▶ ACTIVITIES:
A. Answer these from the text on The Kiss of Death:
(i) On what date was the photograph taken?
(ii) Where was Portago killed?
(iii) In which issue did Life magazine publish the photograph?
B. From the text on The Kiss of Death, list every title given for the photograph, in both English and Italian.
C. Resume the text on The Kiss of Death after its final sentence.

▶ TEXT SEGMENT:
Segment Open
The Kiss of Death (Italian: Il Bacio della Morte), also known as The Last Kiss (Italian: L’Ultimo Bacio), is a black and white photograph by an unknown author, taken on 12 May 1957. It depicts the moment in which Linda Christian kisses Alfonso de Portago at a brief stop during the 1957 Mille Miglia race in northern Italy. Portago was killed moments later when a tire burst at 150 mph in Guidizzolo, Cavriana. Over the years, it has become one of the most renowned photographs of kisses and a symbol of young audacity and passion.

The photograph depicts actress Linda Christian (wearing a dotted dress and headscarf), leaning in for a short kiss with Formula 1 driver Alfonso de Portago who wears the typical 1950's racing gear; a white helmet, goggles and a leather jacket. A crowd of onlookers joyfully stares, while journalists immortalise the scene with their cameras. The photograph became famous in Italy and was popularly named "Il Bacio della Morte" (The Kiss of Death) in reference to Portago's death shortly after the image was taken. The image was published in newspapers in the days following the race. Life magazine gave fame to the photograph after it published it in its May 27 issue, under the title "Death finally takes a man who courted it".
Segment Closed
▶ Source records:
Segment Open
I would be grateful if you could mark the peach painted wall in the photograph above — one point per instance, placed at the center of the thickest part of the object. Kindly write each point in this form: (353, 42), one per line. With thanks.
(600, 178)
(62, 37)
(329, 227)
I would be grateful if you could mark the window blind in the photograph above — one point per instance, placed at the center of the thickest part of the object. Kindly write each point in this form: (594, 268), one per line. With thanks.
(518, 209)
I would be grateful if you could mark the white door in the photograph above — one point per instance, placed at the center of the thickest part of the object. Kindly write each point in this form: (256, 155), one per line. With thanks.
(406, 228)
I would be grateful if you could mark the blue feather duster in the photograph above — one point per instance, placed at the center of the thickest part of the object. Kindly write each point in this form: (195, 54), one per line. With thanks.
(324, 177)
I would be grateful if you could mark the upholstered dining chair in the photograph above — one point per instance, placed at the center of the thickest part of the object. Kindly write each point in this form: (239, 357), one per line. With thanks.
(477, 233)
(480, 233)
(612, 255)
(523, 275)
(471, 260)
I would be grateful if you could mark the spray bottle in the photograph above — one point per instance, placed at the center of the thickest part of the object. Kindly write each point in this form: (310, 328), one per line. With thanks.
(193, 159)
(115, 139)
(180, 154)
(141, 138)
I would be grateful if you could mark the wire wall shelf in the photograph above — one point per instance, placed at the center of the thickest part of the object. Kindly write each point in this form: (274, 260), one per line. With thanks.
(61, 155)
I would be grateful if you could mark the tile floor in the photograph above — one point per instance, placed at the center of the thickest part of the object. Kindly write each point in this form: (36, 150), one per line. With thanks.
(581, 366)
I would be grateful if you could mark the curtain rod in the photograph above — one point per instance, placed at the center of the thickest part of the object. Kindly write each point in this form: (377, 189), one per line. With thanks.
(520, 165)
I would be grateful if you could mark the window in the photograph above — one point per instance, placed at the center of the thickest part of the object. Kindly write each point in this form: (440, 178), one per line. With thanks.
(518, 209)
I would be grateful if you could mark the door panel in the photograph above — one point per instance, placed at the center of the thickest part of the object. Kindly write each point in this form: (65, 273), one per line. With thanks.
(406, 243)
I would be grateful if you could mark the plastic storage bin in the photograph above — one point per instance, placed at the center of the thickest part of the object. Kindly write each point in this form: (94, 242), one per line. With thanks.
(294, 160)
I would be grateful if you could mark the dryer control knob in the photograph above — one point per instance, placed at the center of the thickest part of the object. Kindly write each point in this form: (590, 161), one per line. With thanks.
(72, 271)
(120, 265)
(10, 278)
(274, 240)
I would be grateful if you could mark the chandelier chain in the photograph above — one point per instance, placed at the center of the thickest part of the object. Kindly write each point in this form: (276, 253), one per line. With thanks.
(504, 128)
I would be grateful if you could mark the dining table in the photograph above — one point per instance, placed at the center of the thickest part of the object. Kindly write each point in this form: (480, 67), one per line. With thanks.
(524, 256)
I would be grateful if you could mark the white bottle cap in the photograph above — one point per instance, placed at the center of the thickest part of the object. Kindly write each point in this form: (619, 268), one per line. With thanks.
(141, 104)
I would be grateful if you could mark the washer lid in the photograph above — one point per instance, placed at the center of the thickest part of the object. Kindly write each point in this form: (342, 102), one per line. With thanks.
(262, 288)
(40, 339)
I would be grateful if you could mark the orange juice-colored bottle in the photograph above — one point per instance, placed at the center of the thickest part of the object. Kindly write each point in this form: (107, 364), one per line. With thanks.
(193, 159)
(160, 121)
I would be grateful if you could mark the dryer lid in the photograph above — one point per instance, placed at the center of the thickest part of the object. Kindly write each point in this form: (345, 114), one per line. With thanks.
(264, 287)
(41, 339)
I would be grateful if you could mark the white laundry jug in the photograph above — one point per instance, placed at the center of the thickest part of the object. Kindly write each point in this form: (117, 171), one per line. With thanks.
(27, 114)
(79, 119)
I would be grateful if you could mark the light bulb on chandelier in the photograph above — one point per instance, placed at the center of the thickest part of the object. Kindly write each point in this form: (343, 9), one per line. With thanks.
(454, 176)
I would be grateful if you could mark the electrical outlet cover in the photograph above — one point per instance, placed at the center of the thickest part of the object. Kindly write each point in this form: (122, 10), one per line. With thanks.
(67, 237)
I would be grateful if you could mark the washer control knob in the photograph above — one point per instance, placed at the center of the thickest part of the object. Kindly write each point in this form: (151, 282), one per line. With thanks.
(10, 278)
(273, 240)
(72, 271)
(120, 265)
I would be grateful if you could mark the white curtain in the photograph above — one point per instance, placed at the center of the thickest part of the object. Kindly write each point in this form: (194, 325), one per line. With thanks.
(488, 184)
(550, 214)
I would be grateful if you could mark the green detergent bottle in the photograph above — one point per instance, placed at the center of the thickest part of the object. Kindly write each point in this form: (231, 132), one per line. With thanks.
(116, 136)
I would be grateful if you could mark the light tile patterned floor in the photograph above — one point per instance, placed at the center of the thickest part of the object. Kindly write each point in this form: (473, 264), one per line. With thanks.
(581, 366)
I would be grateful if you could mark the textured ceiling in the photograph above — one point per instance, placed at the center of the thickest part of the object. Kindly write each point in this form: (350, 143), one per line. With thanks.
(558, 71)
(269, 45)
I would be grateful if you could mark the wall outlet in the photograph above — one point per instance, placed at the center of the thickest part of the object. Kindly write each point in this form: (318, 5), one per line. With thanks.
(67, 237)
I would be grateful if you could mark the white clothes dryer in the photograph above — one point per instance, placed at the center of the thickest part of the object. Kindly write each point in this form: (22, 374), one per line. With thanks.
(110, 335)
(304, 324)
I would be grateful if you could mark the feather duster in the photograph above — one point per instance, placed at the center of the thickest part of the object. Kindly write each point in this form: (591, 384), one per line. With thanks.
Segment Closed
▶ WRITTEN RESPONSES:
A.
(i) 12 May 1957
(ii) Guidizzolo, Cavriana
(iii) The May 27 issue

B. The Kiss of Death; Il Bacio della Morte; The Last Kiss; L’Ultimo Bacio

C.
In later interviews, Linda Christian remembered the moment almost like a premonition:

I had a strange sensation with that kiss. It was cold, and it caused me to look for the first time at Nelson seated behind him. He seemed to be like a mummy, gray, ashen, as if mesmerised. He had the eyes of someone who had suffered an enormous shock.

The image is part of the Bettmann Archive, stored in the Iron Mountain National Underground Storage Facility, a former limestone quarry located 220 feet (67 m) below ground in western Pennsylvania.